Exercise task: Reproduce every one of the following lines word for word, changing nothing.
-- Begin Exercise inputs --
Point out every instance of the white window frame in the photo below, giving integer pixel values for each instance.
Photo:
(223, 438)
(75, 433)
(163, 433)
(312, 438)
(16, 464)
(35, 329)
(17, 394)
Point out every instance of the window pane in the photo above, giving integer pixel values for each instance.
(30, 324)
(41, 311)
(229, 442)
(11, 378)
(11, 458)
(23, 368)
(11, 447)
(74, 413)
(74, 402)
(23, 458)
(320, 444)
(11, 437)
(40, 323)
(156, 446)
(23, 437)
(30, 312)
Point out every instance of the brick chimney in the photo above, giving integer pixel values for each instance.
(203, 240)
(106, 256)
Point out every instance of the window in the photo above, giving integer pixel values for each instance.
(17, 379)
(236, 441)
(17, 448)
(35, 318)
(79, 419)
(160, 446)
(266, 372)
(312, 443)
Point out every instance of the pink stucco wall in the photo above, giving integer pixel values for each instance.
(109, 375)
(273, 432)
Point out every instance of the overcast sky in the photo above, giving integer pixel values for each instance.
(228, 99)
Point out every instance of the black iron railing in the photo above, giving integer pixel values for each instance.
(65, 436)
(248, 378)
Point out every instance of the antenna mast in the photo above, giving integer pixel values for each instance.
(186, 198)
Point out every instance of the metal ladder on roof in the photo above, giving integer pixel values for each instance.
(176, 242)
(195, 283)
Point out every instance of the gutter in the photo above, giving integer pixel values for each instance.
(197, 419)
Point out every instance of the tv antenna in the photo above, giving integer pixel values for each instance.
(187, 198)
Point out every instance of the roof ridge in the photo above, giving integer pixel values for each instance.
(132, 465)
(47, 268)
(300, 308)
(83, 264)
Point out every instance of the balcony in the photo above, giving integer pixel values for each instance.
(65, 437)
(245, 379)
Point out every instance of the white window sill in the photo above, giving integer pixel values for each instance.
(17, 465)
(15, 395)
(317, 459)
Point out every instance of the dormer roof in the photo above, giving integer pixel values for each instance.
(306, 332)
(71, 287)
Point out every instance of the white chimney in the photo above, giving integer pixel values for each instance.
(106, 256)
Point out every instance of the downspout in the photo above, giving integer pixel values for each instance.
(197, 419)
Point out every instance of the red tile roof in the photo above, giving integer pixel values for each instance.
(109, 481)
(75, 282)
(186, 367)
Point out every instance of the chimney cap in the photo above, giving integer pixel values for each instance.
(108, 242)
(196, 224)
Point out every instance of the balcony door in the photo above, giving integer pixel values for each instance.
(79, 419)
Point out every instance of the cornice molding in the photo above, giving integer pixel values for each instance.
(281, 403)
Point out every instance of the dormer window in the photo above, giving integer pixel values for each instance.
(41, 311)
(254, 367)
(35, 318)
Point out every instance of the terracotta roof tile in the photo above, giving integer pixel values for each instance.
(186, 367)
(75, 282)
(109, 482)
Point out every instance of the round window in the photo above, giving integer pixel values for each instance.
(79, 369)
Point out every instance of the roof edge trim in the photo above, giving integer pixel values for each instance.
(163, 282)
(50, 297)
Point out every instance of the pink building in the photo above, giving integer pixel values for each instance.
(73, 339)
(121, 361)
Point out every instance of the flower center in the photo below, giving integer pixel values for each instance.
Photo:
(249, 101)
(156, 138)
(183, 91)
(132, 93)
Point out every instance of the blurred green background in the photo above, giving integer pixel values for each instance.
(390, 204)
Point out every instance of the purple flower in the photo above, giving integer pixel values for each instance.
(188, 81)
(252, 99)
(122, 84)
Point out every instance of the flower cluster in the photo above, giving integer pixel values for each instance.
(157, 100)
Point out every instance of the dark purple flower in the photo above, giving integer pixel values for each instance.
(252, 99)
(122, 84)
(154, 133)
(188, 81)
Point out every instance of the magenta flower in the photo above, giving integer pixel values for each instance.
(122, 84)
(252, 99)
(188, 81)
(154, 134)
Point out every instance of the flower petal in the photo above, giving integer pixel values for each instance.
-- End Exercise inputs --
Solution for this exercise:
Point out every instance of the white window frame in the photo below, giving integer pixel values for each instance.
Photo:
(223, 438)
(75, 433)
(163, 433)
(312, 438)
(16, 464)
(35, 329)
(17, 394)
Point out every instance of the window pane in the photo above, giving integer pixel values for each instance.
(30, 324)
(41, 311)
(229, 442)
(11, 378)
(11, 458)
(23, 368)
(11, 447)
(74, 413)
(74, 402)
(23, 458)
(320, 444)
(11, 437)
(40, 323)
(156, 446)
(23, 437)
(30, 312)
Point out every instance of the brick chimney in the photo above, giving integer pixel values for each instance.
(203, 240)
(106, 256)
Point out every instance of the window in the photo above, giving integer pixel values for each instance.
(17, 379)
(236, 441)
(17, 448)
(35, 318)
(79, 419)
(160, 446)
(266, 372)
(312, 443)
Point out every instance of the pink stucco wall in the photo above, giving integer pixel values for each instance.
(109, 375)
(273, 432)
Point out every instance of the overcast sky in the photo above, giving integer pixel values for each instance.
(228, 99)
Point out every instance of the black iron railing in the photo above, giving integer pixel values for each instance.
(65, 436)
(248, 378)
Point out every instance of the antenna mast in the photo above, giving integer pixel values for each instance.
(186, 198)
Point out every instance of the metal ladder on roof in the photo above, giving integer pixel values for each instance.
(176, 242)
(195, 283)
Point out every instance of the gutter in the photo above, giving integer pixel values for each instance.
(197, 419)
Point out every instance of the tv antenna in the photo above, giving integer pixel values for each instance.
(187, 198)
Point out every instance of the roof ridge in the photo above, giving integer pixel values for each instance.
(132, 465)
(47, 268)
(300, 308)
(83, 264)
Point out every instance of the balcony in the photo above, giving integer pixel values for each instance.
(65, 437)
(245, 379)
Point out every instance of the white window sill in the photo above, giving integer pixel values for each instance.
(17, 465)
(15, 395)
(317, 459)
Point out every instance of the dormer roof in the photo above, giving integer pixel values for each instance.
(306, 332)
(71, 287)
Point out every instance of the white chimney in the photo above, giving integer pixel values for each instance.
(106, 256)
Point out every instance of the downspout in the photo above, giving integer pixel values for each instance.
(197, 419)
Point out every instance of the red tile roof in the photo above, giving integer pixel values for each instance.
(109, 481)
(75, 282)
(186, 367)
Point out every instance of the chimney cap in the photo above, giving integer pixel values for each instance.
(108, 242)
(196, 224)
Point out every instance of the balcony door in the photo above, giving integer pixel values for each instance.
(79, 419)
Point out every instance of the cornice molding in the photo above, giving integer pixel values for each instance.
(281, 403)
Point out every instance of the dormer window in the photo above, giving integer pixel values for each instance.
(41, 311)
(254, 367)
(35, 318)
Point out every instance of the terracotta roof tile in the photo above, giving integer pixel values for each instance.
(186, 367)
(75, 282)
(109, 482)
Point out every instance of the round window in the photo above, giving integer pixel values for each instance.
(79, 369)
Point out every instance of the roof edge trim in the photo above, giving integer pixel values for each instance.
(163, 282)
(50, 297)
Point out every instance of the pink building in the photo above, giving integer pixel values for each instance.
(73, 339)
(121, 361)
Point out every instance of the flower center in the photo below, giving integer pixel values for each instance.
Photo:
(249, 101)
(156, 138)
(183, 91)
(132, 93)
Point out every instance of the blurred green background in the photo above, giving integer pixel values for each instance.
(390, 204)
Point out every instance of the purple flower in the photo above, giving integer pixel values for each instance.
(188, 81)
(252, 99)
(122, 84)
Point out every instance of the flower cluster in the photo above, giving integer pixel values for each instance.
(157, 100)
Point out every instance of the dark purple flower in the photo above, giving integer pixel values for each instance.
(252, 99)
(122, 84)
(154, 133)
(188, 81)
Point out every instance of the magenta flower in the photo above, giving integer pixel values for each instance.
(122, 84)
(252, 99)
(188, 81)
(154, 134)
Point out every instance of the flower petal in the photo above, giving integer pixel values for each instance.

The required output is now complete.